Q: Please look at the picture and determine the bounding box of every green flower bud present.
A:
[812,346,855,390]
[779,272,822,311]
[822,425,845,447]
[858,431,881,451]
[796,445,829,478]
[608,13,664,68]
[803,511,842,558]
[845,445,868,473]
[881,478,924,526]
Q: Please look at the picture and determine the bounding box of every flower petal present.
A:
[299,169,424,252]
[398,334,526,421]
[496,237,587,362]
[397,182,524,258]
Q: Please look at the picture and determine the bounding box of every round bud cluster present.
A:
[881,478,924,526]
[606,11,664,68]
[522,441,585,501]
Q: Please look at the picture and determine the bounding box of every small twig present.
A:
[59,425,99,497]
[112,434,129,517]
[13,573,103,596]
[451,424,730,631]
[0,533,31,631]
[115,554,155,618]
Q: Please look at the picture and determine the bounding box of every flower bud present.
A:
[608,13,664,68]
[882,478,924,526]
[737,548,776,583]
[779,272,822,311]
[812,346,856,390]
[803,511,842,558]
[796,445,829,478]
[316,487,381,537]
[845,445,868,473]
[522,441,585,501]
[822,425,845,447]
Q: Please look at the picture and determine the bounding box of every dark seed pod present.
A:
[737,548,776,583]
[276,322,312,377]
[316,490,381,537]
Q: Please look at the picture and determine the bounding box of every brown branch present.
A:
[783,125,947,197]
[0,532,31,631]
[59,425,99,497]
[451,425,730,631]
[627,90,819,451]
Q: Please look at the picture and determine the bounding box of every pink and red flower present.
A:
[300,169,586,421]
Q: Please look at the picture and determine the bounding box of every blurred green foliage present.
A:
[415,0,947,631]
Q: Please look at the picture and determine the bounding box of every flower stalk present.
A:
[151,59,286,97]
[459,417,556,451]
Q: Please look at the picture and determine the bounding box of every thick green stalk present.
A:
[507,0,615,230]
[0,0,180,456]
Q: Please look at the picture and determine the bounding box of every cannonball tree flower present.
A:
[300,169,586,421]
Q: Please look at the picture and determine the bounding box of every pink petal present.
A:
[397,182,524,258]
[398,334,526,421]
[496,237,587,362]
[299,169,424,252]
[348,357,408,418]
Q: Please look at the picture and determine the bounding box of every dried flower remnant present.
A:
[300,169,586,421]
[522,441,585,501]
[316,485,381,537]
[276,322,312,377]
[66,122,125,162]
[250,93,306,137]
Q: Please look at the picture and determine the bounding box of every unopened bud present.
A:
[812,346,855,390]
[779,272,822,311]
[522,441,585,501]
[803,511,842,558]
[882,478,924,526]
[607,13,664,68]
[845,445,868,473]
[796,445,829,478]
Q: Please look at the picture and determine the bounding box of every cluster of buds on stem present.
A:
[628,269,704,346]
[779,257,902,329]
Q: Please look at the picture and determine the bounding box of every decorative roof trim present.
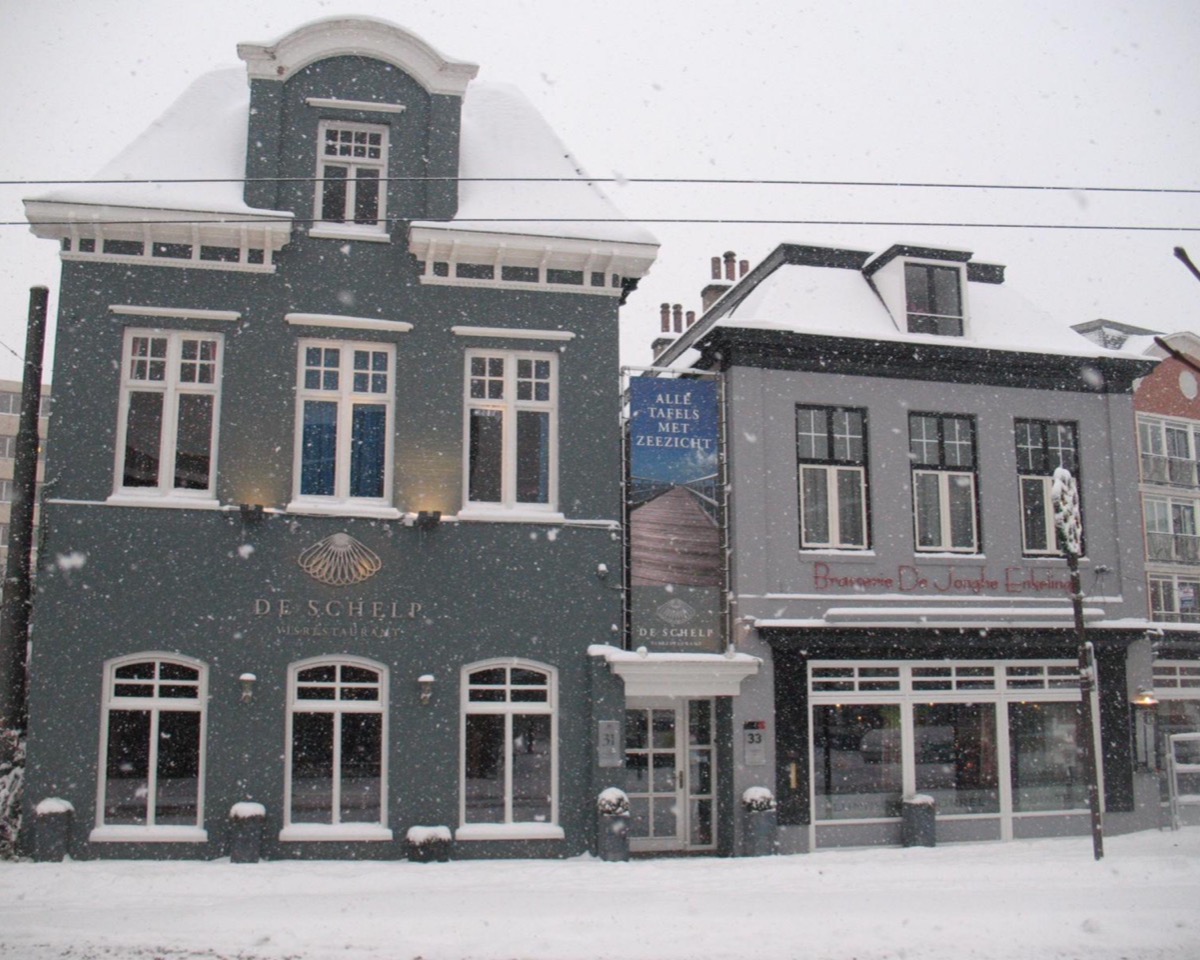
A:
[450,326,575,341]
[238,17,479,97]
[108,304,241,322]
[305,97,408,113]
[408,222,659,277]
[283,313,413,334]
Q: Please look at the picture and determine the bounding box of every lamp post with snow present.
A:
[1050,467,1104,859]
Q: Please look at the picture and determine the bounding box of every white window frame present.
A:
[311,120,391,239]
[458,349,563,521]
[280,656,392,841]
[455,658,565,840]
[89,652,209,844]
[901,257,968,338]
[288,338,400,518]
[109,328,224,506]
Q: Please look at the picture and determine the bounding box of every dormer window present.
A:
[316,120,388,233]
[904,262,962,337]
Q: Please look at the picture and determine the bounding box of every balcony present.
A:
[1146,533,1200,563]
[1141,454,1200,487]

^^^^^^^^

Do this — Copy out all of the records above word for word, but leave the pictures out.

Complete response —
Q: Please look at the picture and determine the bounding box of every green flower bud present.
A:
[812,346,855,390]
[779,272,822,311]
[822,425,845,447]
[858,431,881,451]
[796,445,829,478]
[608,13,664,68]
[803,511,842,558]
[845,445,868,473]
[881,478,924,526]
Q: Please look at the picture and determine the bounding box of every flower petal present.
A:
[299,169,424,252]
[398,334,526,421]
[496,237,587,362]
[397,182,524,258]
Q: Please look at the picture and determine the bounding box of every round bud cluster present.
A:
[881,478,924,526]
[606,11,664,68]
[522,441,585,501]
Q: Please look at the picture and determine the bounding box of every small twig present.
A:
[59,425,99,497]
[112,434,129,517]
[13,573,103,596]
[451,424,730,631]
[0,533,31,631]
[115,554,155,618]
Q: Please look at the picture and determine the bounding box of every flower bud present.
A:
[608,13,664,68]
[882,478,924,526]
[737,548,776,583]
[779,272,822,311]
[812,346,856,390]
[803,511,842,558]
[796,445,829,478]
[316,487,381,537]
[845,445,868,473]
[522,441,585,501]
[822,425,845,447]
Q: Please look at the picture and determine the bounding box of every dark seed pod present.
A:
[737,548,776,583]
[276,322,312,377]
[316,490,381,537]
Q: Please look at the picture and determine the bounding box of every brown branch present.
A:
[783,125,947,197]
[0,532,31,631]
[59,425,99,497]
[451,425,730,631]
[627,90,819,451]
Q: Please look at the picture and determine the bounding box of every pink and red flower present.
A:
[300,169,586,421]
Q: Please look at the picture and determine the bounding box of every blurred green foliage present.
A:
[415,0,947,631]
Q: Please look at the picture and determine the bounding box of every flower stalk present.
A:
[151,59,286,97]
[459,417,556,451]
Q: Please look at the picture and determine the bounding box of every thick green stalk present.
A:
[507,0,615,230]
[0,0,180,456]
Q: Please look at the picture and determine the bounding box of every cannonball tree flower present.
A:
[300,169,586,421]
Q: Please look at the picture and determine the bounding box of every pink petal present.
A:
[397,182,524,258]
[398,334,526,421]
[496,237,587,362]
[299,169,424,252]
[348,357,408,418]
Q: Please look at the picture and determine the bounding box of every dried flower remnant present.
A:
[300,169,586,421]
[522,441,585,501]
[316,485,381,537]
[276,322,312,377]
[66,122,125,162]
[250,93,306,137]
Q: Please look at the picture and determine the bounding box of every unopened bud present.
A:
[812,346,855,390]
[779,272,822,311]
[522,441,585,501]
[803,511,842,558]
[882,478,924,526]
[607,13,664,68]
[845,445,868,473]
[796,445,829,478]
Q: Please look at the picture and determine the bounding box of every cluster of buds on stem present.
A:
[628,269,704,346]
[779,257,902,329]
Q: Please look at the picture and determine the bounding box of every decorative roof trim present.
A:
[450,326,575,341]
[238,17,479,97]
[108,304,241,322]
[305,97,408,113]
[408,222,659,277]
[283,313,413,334]
Q: Please look at the picture and determine the bounding box of every lamp post with snow present.
A:
[1050,467,1104,859]
Q: Please look at the picture and determine the bounding box of every white window frame present.
A:
[311,120,391,239]
[458,349,563,521]
[280,656,392,841]
[455,658,565,840]
[89,652,209,844]
[901,257,968,338]
[288,338,400,518]
[109,328,224,506]
Q: Please look at the picture and determine the bounding box of every dormer window present.
A:
[316,120,388,233]
[904,262,962,337]
Q: Please look at the picture and determine the bounding box of every balcony present.
A:
[1146,533,1200,563]
[1141,454,1200,487]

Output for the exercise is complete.